ТЕКСТ ДЛЯ ЧТЕНИЯ.
+ + + + + + +

Искусство памяти — страница 61 из 89

Corpus Hermeticum, где царь Аммон утверждает, что не следует этот трактат переводить с египетского на пустой и мишурный греческий: «действенная сила» египетского утратится в переводе на этот язык639. Из используемого им платоновского отрывка он должен был знать, что Аммон и Тамус – это один и тот же бог. Это могло натолкнуть его на мысль сделать Тамуса из платоновского рассказа оппонентом греческой никчемности, олицетворяемой Сократом. Если Диксону попадался на глаза шестнадцатый трактат Corpus Hermeticum в переводе на латынь Людовико Лаццарелли,640 то ему мог быть знаком и Crater Hermetis («Кратер Гермеса»), сочинение Лаццарелли, в котором описывается передача герметического опыта перерождения от учителя к ученику641.

+ + + + + + +

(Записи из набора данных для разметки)
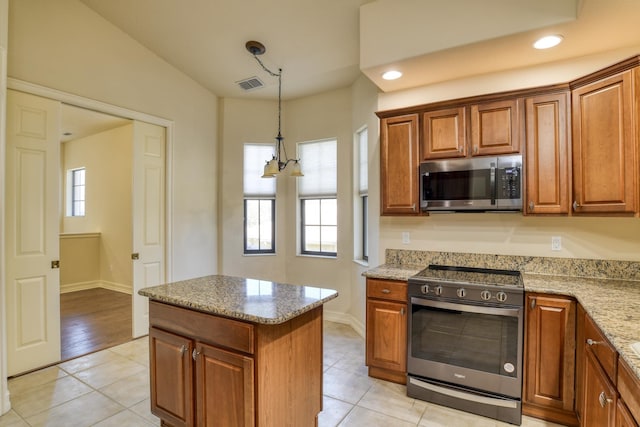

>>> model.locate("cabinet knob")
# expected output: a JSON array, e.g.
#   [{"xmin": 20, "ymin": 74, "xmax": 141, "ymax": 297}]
[
  {"xmin": 598, "ymin": 391, "xmax": 613, "ymax": 408},
  {"xmin": 191, "ymin": 348, "xmax": 200, "ymax": 360}
]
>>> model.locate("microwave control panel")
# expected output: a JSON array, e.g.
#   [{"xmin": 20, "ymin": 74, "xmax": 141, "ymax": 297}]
[{"xmin": 496, "ymin": 167, "xmax": 522, "ymax": 199}]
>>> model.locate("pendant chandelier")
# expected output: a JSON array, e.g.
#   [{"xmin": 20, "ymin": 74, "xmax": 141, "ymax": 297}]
[{"xmin": 245, "ymin": 40, "xmax": 304, "ymax": 178}]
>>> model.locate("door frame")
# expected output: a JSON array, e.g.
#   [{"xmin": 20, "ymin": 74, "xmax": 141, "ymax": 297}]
[{"xmin": 0, "ymin": 78, "xmax": 174, "ymax": 368}]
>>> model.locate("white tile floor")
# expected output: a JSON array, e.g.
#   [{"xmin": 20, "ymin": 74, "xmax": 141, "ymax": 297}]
[{"xmin": 0, "ymin": 322, "xmax": 558, "ymax": 427}]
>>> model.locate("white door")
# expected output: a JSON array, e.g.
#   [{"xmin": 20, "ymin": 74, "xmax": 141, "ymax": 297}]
[
  {"xmin": 132, "ymin": 121, "xmax": 165, "ymax": 338},
  {"xmin": 5, "ymin": 90, "xmax": 60, "ymax": 375}
]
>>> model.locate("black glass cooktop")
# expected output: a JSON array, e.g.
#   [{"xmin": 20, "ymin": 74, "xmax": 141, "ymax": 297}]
[{"xmin": 412, "ymin": 264, "xmax": 523, "ymax": 287}]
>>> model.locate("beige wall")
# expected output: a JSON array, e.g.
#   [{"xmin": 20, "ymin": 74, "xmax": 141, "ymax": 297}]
[
  {"xmin": 60, "ymin": 124, "xmax": 133, "ymax": 292},
  {"xmin": 220, "ymin": 88, "xmax": 360, "ymax": 316},
  {"xmin": 377, "ymin": 46, "xmax": 640, "ymax": 261},
  {"xmin": 8, "ymin": 0, "xmax": 218, "ymax": 280}
]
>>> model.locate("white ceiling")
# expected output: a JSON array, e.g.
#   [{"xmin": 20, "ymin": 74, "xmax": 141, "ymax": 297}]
[
  {"xmin": 63, "ymin": 0, "xmax": 640, "ymax": 139},
  {"xmin": 81, "ymin": 0, "xmax": 640, "ymax": 99}
]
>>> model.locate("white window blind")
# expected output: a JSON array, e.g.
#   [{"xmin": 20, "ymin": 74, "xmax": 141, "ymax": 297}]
[
  {"xmin": 298, "ymin": 139, "xmax": 338, "ymax": 197},
  {"xmin": 243, "ymin": 143, "xmax": 276, "ymax": 197},
  {"xmin": 358, "ymin": 128, "xmax": 369, "ymax": 195}
]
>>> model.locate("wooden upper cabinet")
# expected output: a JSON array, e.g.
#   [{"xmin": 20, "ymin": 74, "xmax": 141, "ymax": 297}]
[
  {"xmin": 471, "ymin": 99, "xmax": 522, "ymax": 156},
  {"xmin": 524, "ymin": 92, "xmax": 570, "ymax": 214},
  {"xmin": 572, "ymin": 68, "xmax": 638, "ymax": 217},
  {"xmin": 421, "ymin": 107, "xmax": 467, "ymax": 160},
  {"xmin": 380, "ymin": 114, "xmax": 420, "ymax": 215}
]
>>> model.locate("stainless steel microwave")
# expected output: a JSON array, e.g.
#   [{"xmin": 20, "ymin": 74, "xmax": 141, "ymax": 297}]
[{"xmin": 420, "ymin": 155, "xmax": 522, "ymax": 212}]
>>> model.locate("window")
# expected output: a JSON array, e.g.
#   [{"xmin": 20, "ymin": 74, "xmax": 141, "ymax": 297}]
[
  {"xmin": 67, "ymin": 168, "xmax": 86, "ymax": 216},
  {"xmin": 354, "ymin": 127, "xmax": 369, "ymax": 261},
  {"xmin": 243, "ymin": 144, "xmax": 276, "ymax": 254},
  {"xmin": 298, "ymin": 139, "xmax": 338, "ymax": 256}
]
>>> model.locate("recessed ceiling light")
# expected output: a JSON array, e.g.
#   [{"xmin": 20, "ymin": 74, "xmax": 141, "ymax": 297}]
[
  {"xmin": 533, "ymin": 34, "xmax": 562, "ymax": 49},
  {"xmin": 382, "ymin": 70, "xmax": 402, "ymax": 80}
]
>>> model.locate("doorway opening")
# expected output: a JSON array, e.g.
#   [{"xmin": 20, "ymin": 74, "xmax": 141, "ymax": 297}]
[{"xmin": 60, "ymin": 104, "xmax": 133, "ymax": 361}]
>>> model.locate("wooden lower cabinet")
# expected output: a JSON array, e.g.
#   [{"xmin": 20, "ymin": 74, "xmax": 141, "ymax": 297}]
[
  {"xmin": 582, "ymin": 350, "xmax": 618, "ymax": 427},
  {"xmin": 149, "ymin": 301, "xmax": 322, "ymax": 427},
  {"xmin": 366, "ymin": 279, "xmax": 407, "ymax": 384},
  {"xmin": 149, "ymin": 328, "xmax": 193, "ymax": 427},
  {"xmin": 522, "ymin": 293, "xmax": 578, "ymax": 426}
]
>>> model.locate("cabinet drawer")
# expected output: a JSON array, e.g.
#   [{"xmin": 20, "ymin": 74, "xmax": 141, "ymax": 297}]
[
  {"xmin": 584, "ymin": 316, "xmax": 618, "ymax": 384},
  {"xmin": 618, "ymin": 358, "xmax": 640, "ymax": 421},
  {"xmin": 367, "ymin": 279, "xmax": 407, "ymax": 303},
  {"xmin": 149, "ymin": 301, "xmax": 255, "ymax": 354}
]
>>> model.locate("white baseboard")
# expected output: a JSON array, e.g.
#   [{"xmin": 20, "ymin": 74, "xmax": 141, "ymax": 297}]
[
  {"xmin": 60, "ymin": 280, "xmax": 132, "ymax": 295},
  {"xmin": 60, "ymin": 280, "xmax": 101, "ymax": 294},
  {"xmin": 100, "ymin": 280, "xmax": 133, "ymax": 295},
  {"xmin": 323, "ymin": 310, "xmax": 366, "ymax": 338}
]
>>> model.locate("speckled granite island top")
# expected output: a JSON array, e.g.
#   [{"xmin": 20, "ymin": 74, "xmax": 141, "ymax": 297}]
[
  {"xmin": 138, "ymin": 275, "xmax": 338, "ymax": 325},
  {"xmin": 363, "ymin": 257, "xmax": 640, "ymax": 384}
]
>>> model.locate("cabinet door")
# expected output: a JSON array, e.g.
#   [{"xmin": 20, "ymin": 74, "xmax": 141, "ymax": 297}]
[
  {"xmin": 195, "ymin": 343, "xmax": 255, "ymax": 427},
  {"xmin": 616, "ymin": 400, "xmax": 638, "ymax": 427},
  {"xmin": 367, "ymin": 299, "xmax": 407, "ymax": 373},
  {"xmin": 582, "ymin": 348, "xmax": 617, "ymax": 427},
  {"xmin": 572, "ymin": 70, "xmax": 636, "ymax": 213},
  {"xmin": 421, "ymin": 107, "xmax": 467, "ymax": 160},
  {"xmin": 525, "ymin": 93, "xmax": 569, "ymax": 214},
  {"xmin": 149, "ymin": 328, "xmax": 194, "ymax": 427},
  {"xmin": 471, "ymin": 99, "xmax": 520, "ymax": 156},
  {"xmin": 524, "ymin": 294, "xmax": 576, "ymax": 424},
  {"xmin": 380, "ymin": 114, "xmax": 420, "ymax": 215}
]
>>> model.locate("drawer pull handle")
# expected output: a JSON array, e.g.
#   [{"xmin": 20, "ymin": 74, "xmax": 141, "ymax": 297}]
[
  {"xmin": 598, "ymin": 391, "xmax": 613, "ymax": 408},
  {"xmin": 587, "ymin": 338, "xmax": 602, "ymax": 345}
]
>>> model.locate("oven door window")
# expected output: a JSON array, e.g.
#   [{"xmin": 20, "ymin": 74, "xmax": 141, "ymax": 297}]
[
  {"xmin": 422, "ymin": 169, "xmax": 493, "ymax": 201},
  {"xmin": 410, "ymin": 304, "xmax": 519, "ymax": 377}
]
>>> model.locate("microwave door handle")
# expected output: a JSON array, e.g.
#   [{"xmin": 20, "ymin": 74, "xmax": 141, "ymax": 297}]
[{"xmin": 490, "ymin": 166, "xmax": 496, "ymax": 205}]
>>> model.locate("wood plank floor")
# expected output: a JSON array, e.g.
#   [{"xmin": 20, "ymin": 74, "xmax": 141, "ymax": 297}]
[{"xmin": 60, "ymin": 288, "xmax": 131, "ymax": 360}]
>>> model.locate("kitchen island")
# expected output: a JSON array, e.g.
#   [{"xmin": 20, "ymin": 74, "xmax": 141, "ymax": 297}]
[{"xmin": 139, "ymin": 275, "xmax": 338, "ymax": 427}]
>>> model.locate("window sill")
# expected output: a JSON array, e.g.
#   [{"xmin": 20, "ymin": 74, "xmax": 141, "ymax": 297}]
[
  {"xmin": 297, "ymin": 253, "xmax": 338, "ymax": 259},
  {"xmin": 353, "ymin": 259, "xmax": 369, "ymax": 267}
]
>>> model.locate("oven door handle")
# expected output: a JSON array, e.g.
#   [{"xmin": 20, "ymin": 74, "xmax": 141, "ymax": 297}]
[{"xmin": 411, "ymin": 297, "xmax": 522, "ymax": 317}]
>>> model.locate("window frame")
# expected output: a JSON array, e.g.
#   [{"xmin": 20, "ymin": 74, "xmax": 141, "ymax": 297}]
[
  {"xmin": 67, "ymin": 166, "xmax": 87, "ymax": 217},
  {"xmin": 242, "ymin": 142, "xmax": 277, "ymax": 255},
  {"xmin": 242, "ymin": 197, "xmax": 276, "ymax": 255},
  {"xmin": 300, "ymin": 197, "xmax": 338, "ymax": 258}
]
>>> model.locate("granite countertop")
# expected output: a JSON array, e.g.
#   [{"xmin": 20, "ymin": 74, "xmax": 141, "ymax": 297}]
[
  {"xmin": 363, "ymin": 263, "xmax": 640, "ymax": 384},
  {"xmin": 138, "ymin": 275, "xmax": 338, "ymax": 325}
]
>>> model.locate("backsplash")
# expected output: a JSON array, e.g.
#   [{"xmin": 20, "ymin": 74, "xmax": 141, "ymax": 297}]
[{"xmin": 385, "ymin": 249, "xmax": 640, "ymax": 280}]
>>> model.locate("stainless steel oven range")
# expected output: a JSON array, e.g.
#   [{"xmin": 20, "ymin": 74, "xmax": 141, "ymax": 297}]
[{"xmin": 407, "ymin": 265, "xmax": 524, "ymax": 425}]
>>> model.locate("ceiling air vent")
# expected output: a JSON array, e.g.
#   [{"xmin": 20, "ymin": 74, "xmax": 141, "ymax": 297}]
[{"xmin": 236, "ymin": 77, "xmax": 264, "ymax": 90}]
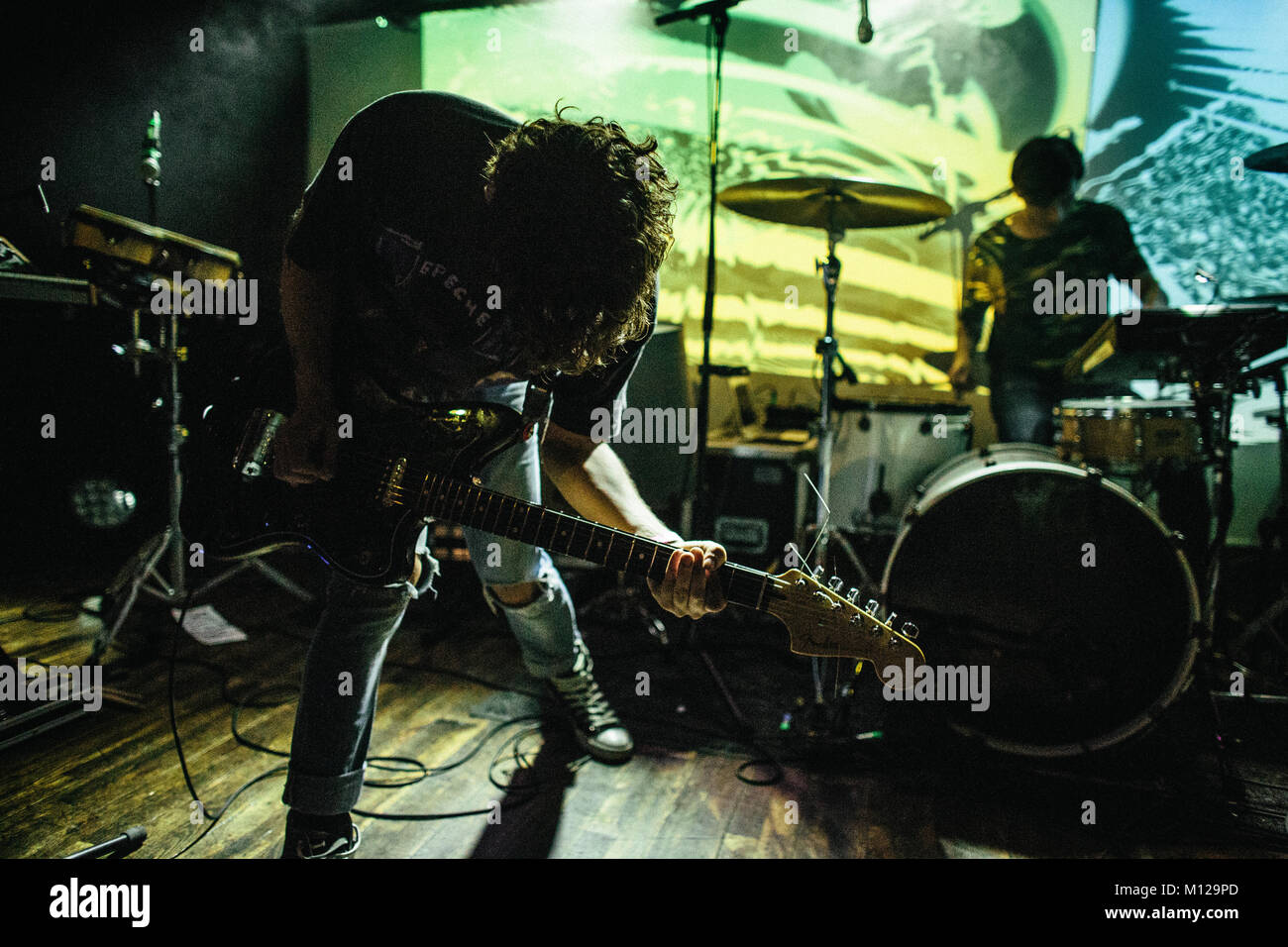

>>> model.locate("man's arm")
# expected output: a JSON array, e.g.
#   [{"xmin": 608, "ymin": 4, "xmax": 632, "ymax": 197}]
[
  {"xmin": 273, "ymin": 257, "xmax": 339, "ymax": 484},
  {"xmin": 541, "ymin": 424, "xmax": 725, "ymax": 618}
]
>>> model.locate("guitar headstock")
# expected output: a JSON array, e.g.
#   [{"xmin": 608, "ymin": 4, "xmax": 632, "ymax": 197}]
[{"xmin": 765, "ymin": 570, "xmax": 926, "ymax": 676}]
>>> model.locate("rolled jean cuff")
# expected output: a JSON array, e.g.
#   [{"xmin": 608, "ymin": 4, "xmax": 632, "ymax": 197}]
[{"xmin": 282, "ymin": 764, "xmax": 368, "ymax": 815}]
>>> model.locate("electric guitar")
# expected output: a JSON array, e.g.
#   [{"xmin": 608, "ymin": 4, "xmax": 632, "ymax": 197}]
[{"xmin": 184, "ymin": 403, "xmax": 924, "ymax": 672}]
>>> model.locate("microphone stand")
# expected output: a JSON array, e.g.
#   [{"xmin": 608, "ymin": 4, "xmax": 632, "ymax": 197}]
[
  {"xmin": 653, "ymin": 0, "xmax": 746, "ymax": 535},
  {"xmin": 653, "ymin": 0, "xmax": 752, "ymax": 736},
  {"xmin": 89, "ymin": 111, "xmax": 313, "ymax": 665}
]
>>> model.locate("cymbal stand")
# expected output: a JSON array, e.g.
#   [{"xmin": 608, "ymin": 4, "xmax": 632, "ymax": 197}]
[
  {"xmin": 810, "ymin": 225, "xmax": 876, "ymax": 704},
  {"xmin": 653, "ymin": 0, "xmax": 741, "ymax": 536}
]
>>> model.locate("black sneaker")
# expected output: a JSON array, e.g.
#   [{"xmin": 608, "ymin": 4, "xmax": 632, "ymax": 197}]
[
  {"xmin": 549, "ymin": 640, "xmax": 635, "ymax": 763},
  {"xmin": 282, "ymin": 813, "xmax": 362, "ymax": 858}
]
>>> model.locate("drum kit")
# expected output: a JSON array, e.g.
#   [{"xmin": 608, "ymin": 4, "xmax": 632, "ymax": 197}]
[{"xmin": 720, "ymin": 140, "xmax": 1288, "ymax": 758}]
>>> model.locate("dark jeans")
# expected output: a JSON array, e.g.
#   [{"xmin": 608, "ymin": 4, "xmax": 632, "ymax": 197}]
[
  {"xmin": 282, "ymin": 382, "xmax": 581, "ymax": 815},
  {"xmin": 992, "ymin": 366, "xmax": 1074, "ymax": 445}
]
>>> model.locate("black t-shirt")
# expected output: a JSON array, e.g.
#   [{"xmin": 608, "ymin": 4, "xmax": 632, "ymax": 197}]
[
  {"xmin": 962, "ymin": 201, "xmax": 1146, "ymax": 368},
  {"xmin": 286, "ymin": 91, "xmax": 657, "ymax": 434}
]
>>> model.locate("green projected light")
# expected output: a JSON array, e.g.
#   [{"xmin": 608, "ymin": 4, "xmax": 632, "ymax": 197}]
[{"xmin": 421, "ymin": 0, "xmax": 1096, "ymax": 384}]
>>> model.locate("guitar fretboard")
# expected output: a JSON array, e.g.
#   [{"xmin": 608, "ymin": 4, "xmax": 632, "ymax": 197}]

+ + + + + + +

ЧТО НУЖНО СДЕЛАТЬ.
1 - Кто, согласно тексту, утверждает, что трактат не следует переводить с египетского языка на греческий?
2 - Назовите все языки, которые упоминаются в тексте.
3 - Перепишите из текста без изменений фрагмент от слов «Искусство памяти —» до слов «учителя к ученику641.» включительно.

ОТВЕТЫ ПО ПОРЯДКУ.
1 - Царь Аммон.

2 - Египетский, греческий, латынь.

3 -
Искусство памяти — страница 61 из 89

Corpus Hermeticum, где царь Аммон утверждает, что не следует этот трактат переводить с египетского на пустой и мишурный греческий: «действенная сила» египетского утратится в переводе на этот язык639. Из используемого им платоновского отрывка он должен был знать, что Аммон и Тамус – это один и тот же бог. Это могло натолкнуть его на мысль сделать Тамуса из платоновского рассказа оппонентом греческой никчемности, олицетворяемой Сократом. Если Диксону попадался на глаза шестнадцатый трактат Corpus Hermeticum в переводе на латынь Людовико Лаццарелли,640 то ему мог быть знаком и Crater Hermetis («Кратер Гермеса»), сочинение Лаццарелли, в котором описывается передача герметического опыта перерождения от учителя к ученику641.